WORK INSTRUCTIONS | Your answer should be every line of the records that contains the word "hydrangea".

Stored items from a collection:
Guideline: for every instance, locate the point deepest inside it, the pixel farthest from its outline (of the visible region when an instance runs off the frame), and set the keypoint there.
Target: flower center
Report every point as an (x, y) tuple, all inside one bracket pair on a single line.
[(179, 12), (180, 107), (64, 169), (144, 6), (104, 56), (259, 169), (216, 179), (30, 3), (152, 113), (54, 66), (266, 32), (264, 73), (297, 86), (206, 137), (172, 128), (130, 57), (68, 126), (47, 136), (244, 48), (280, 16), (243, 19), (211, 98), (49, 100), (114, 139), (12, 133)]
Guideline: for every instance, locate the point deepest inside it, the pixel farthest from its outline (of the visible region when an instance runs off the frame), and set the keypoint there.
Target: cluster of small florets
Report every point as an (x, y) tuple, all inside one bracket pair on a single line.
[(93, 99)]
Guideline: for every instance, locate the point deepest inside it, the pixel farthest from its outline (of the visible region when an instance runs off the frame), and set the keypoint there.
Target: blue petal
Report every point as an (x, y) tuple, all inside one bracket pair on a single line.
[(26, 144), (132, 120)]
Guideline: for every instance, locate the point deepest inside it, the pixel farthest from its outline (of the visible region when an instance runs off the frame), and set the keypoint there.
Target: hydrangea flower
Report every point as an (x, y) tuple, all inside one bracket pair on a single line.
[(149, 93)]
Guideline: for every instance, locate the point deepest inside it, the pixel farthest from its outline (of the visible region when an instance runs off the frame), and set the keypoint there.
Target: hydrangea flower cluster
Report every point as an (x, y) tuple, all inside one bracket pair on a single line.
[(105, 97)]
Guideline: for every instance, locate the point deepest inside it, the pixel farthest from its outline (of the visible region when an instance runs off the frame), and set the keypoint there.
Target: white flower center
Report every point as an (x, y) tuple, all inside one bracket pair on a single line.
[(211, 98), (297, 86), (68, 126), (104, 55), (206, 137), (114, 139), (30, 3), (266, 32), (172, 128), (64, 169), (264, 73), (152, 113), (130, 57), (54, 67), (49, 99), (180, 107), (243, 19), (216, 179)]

EXERCISE RESULT |
Target: hydrangea flower
Target: hydrangea flower cluster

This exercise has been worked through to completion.